- [What is required] Every record below should be printed exactly as given.
★ ★ ★
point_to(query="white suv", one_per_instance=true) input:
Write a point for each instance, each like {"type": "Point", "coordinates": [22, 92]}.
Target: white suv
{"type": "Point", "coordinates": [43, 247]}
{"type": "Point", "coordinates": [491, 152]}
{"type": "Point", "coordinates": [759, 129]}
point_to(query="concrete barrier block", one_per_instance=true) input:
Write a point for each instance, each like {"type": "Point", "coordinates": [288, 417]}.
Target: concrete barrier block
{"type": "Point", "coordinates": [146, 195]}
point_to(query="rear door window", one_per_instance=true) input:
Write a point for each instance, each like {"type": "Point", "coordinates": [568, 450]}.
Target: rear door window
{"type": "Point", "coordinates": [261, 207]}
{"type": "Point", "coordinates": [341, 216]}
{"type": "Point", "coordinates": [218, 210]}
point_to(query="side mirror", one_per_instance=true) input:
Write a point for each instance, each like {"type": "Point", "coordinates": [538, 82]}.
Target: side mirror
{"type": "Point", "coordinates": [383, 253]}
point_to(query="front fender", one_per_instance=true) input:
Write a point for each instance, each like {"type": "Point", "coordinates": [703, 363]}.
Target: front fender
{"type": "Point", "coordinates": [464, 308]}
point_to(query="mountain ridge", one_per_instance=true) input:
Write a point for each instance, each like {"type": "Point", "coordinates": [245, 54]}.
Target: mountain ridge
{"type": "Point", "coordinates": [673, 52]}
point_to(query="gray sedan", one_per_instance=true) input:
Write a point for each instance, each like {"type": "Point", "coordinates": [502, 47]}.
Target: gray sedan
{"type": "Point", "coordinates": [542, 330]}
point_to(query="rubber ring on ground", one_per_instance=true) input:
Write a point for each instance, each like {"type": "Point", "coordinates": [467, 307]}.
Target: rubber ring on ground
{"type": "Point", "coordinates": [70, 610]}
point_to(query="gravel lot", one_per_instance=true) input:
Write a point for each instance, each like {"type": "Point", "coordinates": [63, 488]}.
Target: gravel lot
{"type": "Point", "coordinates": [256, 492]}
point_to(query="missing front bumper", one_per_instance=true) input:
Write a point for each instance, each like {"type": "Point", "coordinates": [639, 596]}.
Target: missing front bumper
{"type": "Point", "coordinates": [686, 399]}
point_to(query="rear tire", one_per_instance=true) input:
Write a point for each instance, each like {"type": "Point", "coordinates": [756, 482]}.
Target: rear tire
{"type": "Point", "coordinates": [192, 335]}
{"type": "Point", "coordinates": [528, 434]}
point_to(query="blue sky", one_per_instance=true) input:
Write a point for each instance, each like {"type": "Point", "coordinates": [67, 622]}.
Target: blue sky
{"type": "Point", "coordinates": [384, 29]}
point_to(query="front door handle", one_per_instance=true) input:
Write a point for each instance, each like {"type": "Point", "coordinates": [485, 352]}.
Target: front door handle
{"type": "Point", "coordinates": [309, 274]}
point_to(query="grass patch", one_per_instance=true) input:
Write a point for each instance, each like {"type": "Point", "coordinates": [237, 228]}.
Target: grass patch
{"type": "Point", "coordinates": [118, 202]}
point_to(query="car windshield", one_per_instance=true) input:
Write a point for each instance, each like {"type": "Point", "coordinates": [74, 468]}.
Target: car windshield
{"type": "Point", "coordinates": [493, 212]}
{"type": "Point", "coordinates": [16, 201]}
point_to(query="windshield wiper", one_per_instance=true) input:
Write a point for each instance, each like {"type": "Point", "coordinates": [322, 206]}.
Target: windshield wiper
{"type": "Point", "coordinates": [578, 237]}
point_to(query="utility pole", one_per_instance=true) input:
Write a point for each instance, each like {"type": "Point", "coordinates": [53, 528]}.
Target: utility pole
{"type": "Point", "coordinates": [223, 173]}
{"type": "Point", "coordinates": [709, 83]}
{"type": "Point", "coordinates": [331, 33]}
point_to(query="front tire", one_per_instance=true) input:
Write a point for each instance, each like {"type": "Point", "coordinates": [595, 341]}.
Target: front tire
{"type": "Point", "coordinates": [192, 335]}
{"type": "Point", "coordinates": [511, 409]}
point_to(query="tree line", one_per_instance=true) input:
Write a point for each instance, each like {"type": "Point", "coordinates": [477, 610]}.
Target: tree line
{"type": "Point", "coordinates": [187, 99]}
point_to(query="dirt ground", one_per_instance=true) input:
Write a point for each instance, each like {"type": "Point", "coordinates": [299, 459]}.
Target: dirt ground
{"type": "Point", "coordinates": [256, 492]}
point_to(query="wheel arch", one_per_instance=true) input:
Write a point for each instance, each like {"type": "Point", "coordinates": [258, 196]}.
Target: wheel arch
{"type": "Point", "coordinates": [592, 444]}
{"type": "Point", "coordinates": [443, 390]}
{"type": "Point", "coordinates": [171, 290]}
★ ★ ★
- [Response]
point_to(query="white suv", one_per_instance=true) input:
Write a point for each instance, each like {"type": "Point", "coordinates": [22, 92]}.
Target: white suv
{"type": "Point", "coordinates": [43, 247]}
{"type": "Point", "coordinates": [491, 152]}
{"type": "Point", "coordinates": [759, 129]}
point_to(query="concrete barrier block", one_per_instance=true) input:
Write a point for each instance, each like {"type": "Point", "coordinates": [288, 417]}.
Target: concrete barrier block
{"type": "Point", "coordinates": [146, 195]}
point_to(query="rear door window", one_per_instance=true) input:
Write a point for each instance, each like {"type": "Point", "coordinates": [568, 450]}.
Target: rear door window
{"type": "Point", "coordinates": [261, 207]}
{"type": "Point", "coordinates": [341, 216]}
{"type": "Point", "coordinates": [218, 210]}
point_to(query="side mirror", one_per_instance=true) input:
Write a point for each instance, each like {"type": "Point", "coordinates": [538, 82]}.
Target: side mirror
{"type": "Point", "coordinates": [383, 253]}
point_to(query="front fender", one_per_instance=true) input:
Write a point for each instance, each like {"type": "Point", "coordinates": [703, 363]}.
Target: front fender
{"type": "Point", "coordinates": [464, 308]}
point_to(query="mountain ridge", one_per_instance=true) input:
Write a point for each instance, each like {"type": "Point", "coordinates": [245, 54]}.
Target: mountain ridge
{"type": "Point", "coordinates": [673, 52]}
point_to(query="gray sedan", one_per_instance=true) input:
Write a point for each instance, each like {"type": "Point", "coordinates": [502, 47]}.
Target: gray sedan
{"type": "Point", "coordinates": [542, 330]}
point_to(query="rubber ring on ground", one_per_instance=true) input:
Write a point for each instance, each like {"type": "Point", "coordinates": [467, 307]}.
Target: rubber ring on ground
{"type": "Point", "coordinates": [70, 610]}
point_to(query="gravel lot", one_per_instance=true) input:
Write a point for each instance, each like {"type": "Point", "coordinates": [63, 488]}.
Target: gravel lot
{"type": "Point", "coordinates": [256, 492]}
point_to(query="missing front bumper", one_per_instance=true) input:
Write a point for each instance, each like {"type": "Point", "coordinates": [639, 596]}.
Target: missing front bumper
{"type": "Point", "coordinates": [686, 399]}
point_to(query="rear tire", one_per_instance=true) input:
Write a point for each instance, each like {"type": "Point", "coordinates": [756, 482]}.
Target: rear tire
{"type": "Point", "coordinates": [192, 335]}
{"type": "Point", "coordinates": [528, 434]}
point_to(query="blue sky", one_per_instance=true) input:
Write a point for each instance, each like {"type": "Point", "coordinates": [67, 622]}.
Target: blue sky
{"type": "Point", "coordinates": [384, 29]}
point_to(query="front door handle", one_per_instance=true) input:
Write a point for each instance, each like {"type": "Point", "coordinates": [485, 352]}.
Target: front door handle
{"type": "Point", "coordinates": [309, 274]}
point_to(query="grass patch", one_per_instance=true) input:
Write a point for each instance, each like {"type": "Point", "coordinates": [237, 228]}.
Target: grass patch
{"type": "Point", "coordinates": [118, 202]}
point_to(query="car windshield", one_per_instance=true) input:
Write a point for each instance, each like {"type": "Point", "coordinates": [74, 468]}.
Target: car windshield
{"type": "Point", "coordinates": [493, 212]}
{"type": "Point", "coordinates": [16, 201]}
point_to(query="windshield wiper", one_per_instance=true) input:
Write a point for each instance, each like {"type": "Point", "coordinates": [322, 206]}.
Target: windshield wiper
{"type": "Point", "coordinates": [578, 237]}
point_to(query="utility pole", one_per_instance=true) input:
Write a point for each instance, each like {"type": "Point", "coordinates": [53, 528]}.
Target: utility pole
{"type": "Point", "coordinates": [223, 173]}
{"type": "Point", "coordinates": [709, 83]}
{"type": "Point", "coordinates": [331, 33]}
point_to(query="front tire", one_per_instance=true) input:
Write a point for each instance, each like {"type": "Point", "coordinates": [595, 341]}.
Target: front tire
{"type": "Point", "coordinates": [192, 335]}
{"type": "Point", "coordinates": [511, 409]}
point_to(query="tree line", one_per_instance=true) input:
Write a point for each instance, each like {"type": "Point", "coordinates": [477, 610]}.
Target: tree line
{"type": "Point", "coordinates": [187, 99]}
point_to(query="dirt ground", one_per_instance=true) input:
Write a point for each instance, each like {"type": "Point", "coordinates": [299, 459]}.
Target: dirt ground
{"type": "Point", "coordinates": [256, 492]}
point_to(query="wheel arch", one_per_instance=true) input:
Write a point for each instance, each like {"type": "Point", "coordinates": [258, 196]}.
Target: wheel arch
{"type": "Point", "coordinates": [592, 444]}
{"type": "Point", "coordinates": [443, 390]}
{"type": "Point", "coordinates": [171, 290]}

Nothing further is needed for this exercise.